[SUPPLIED TEXT]
President Biden's upcoming "Summit of Democracies" - a virtual event scheduled for December 9 and 10 - is likely to gather  most countries of the world, but at least in one version of the guest list that is circulating, there will only be two attendees from the whole of the Middle East and North Africa region: Israel, of course, long recognized as a democratic outlier among its neighbors, and Iraq, which is surely not a stable democracy but definitely light years away from Saddam Hussein's dictatorship. However, we evaluate the costs of the Iraq War and whatever we think about the pursuit of those elusive weapons of mass destruction, one accomplishment of the campaign, bringing an end to what Kanan Makiya labelled the "Republic of Fear," was an incontrovertible good.

Yet instead of dwelling on those two exceptions, Israel and Iraq, it is worth reflecting on the absence of any other democracies from the region which the administration could invite to this gathering, the signature event of the Biden vision. The summit is intended as a vehicle to rally forces of freedom against the authoritarianism and cultures of repression in Putin's Russia and Xi's China. Fair enough, a noble undertaking to be sure. Apparently however the Middle Eastern contributions will be meager indeed. What then does it then mean for the effectiveness of American foreign policy in the region, if there are so few candidates who qualify for participation in the administration's framing agenda?

[GIVEN DATA]

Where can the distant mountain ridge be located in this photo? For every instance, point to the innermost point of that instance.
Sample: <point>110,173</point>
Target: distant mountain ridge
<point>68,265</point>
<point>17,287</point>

[WORK REQUIRED]
According to the passage about the Summit of Democracies, which two countries from the Middle East and North Africa appear on the circulating guest list? Rely only on the passage about the Summit of Democracies, not on the entries.

[EXERCISE RESULT]
Israel and Iraq.